- _TASK DESCRIPTION_
Can you reproduce, word for word, the part of the article on US federal executions that opens with the words containing "Capital Punishment and" and closes with "UN member state."?

- _PASSAGE PROVIDED_
A cell on death row. Image credit: Innocence Project |
This summer the United States federal government aggressively resumed federal executions, ending an ad hoc federal moratorium that had been in place since 2003. So far this year, the federal government has executed seven people, and three more federal executions are currently scheduled for 2020. The execution of Lisa Montgomery, scheduled for December 8, will mark the first federal execution of a woman since 1953. The number of US federal executions this year already exceeds the total number of federal executions that took place in the rest of the last half century combined. Even as both individual US states and nations around the world are abandoning capital punishment, the US federal government is instead choosing to embrace it. As the United States prepares for a review of its human rights record at the UN in November, the future of the federal death penalty is on the agenda.
Capital Punishment and the Universal Periodic Review
The resumption of federal executions comes as the United States is in the midst of its third Universal Periodic Review (UPR), a human rights process that every UN member state undergoes about every five years. The UPR is organized by the Human Rights Council. Although the United States withdrew from the Council in 2018, it still participates in the UPR as a UN member state.
The UPR of the United States is formally a three-hour event at the UN in Geneva that is scheduled for November 9. But the November review is the culmination of a long process that began in 2019 when the Human Rights Council solicited input on the US record from stakeholders. As an NGO with UN Special Consultative Status, Dui Hua provided a stakeholder submission on the US human rights record last fall. The death penalty was a theme raised by many stakeholders, and Dui Hua’s submission (PDF) focused in particular on Attorney General William Barr’s stated intention to re-start federal capital punishment. Dui Hua highlighted ongoing concerns about the administration of the federal death penalty and urged the administration to maintain the moratorium and address these procedural concerns. Dui Hua also noted that the federal government had selected people with the most gruesome crimes for execution, rather than those who had been on death row the longest, raising worries that optics—rather than justice—shaped the terms of the resumption.

- _EXCERPTED DATA_
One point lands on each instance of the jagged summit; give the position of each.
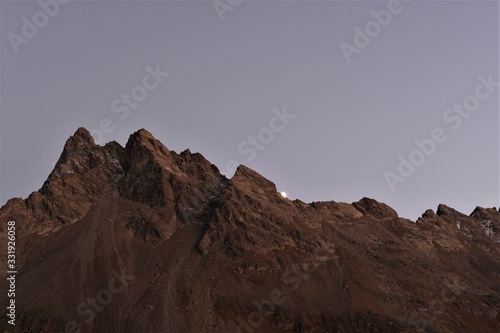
(209, 254)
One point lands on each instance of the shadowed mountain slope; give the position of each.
(142, 239)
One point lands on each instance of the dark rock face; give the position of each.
(142, 239)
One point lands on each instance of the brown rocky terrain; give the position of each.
(142, 239)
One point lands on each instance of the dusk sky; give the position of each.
(327, 99)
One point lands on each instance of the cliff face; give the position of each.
(142, 239)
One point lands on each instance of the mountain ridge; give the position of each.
(204, 249)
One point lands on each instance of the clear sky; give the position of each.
(353, 90)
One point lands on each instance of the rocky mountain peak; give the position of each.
(374, 208)
(221, 251)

- _WORKED SOLUTION_
Capital Punishment and the Universal Periodic Review
The resumption of federal executions comes as the United States is in the midst of its third Universal Periodic Review (UPR), a human rights process that every UN member state undergoes about every five years. The UPR is organized by the Human Rights Council. Although the United States withdrew from the Council in 2018, it still participates in the UPR as a UN member state.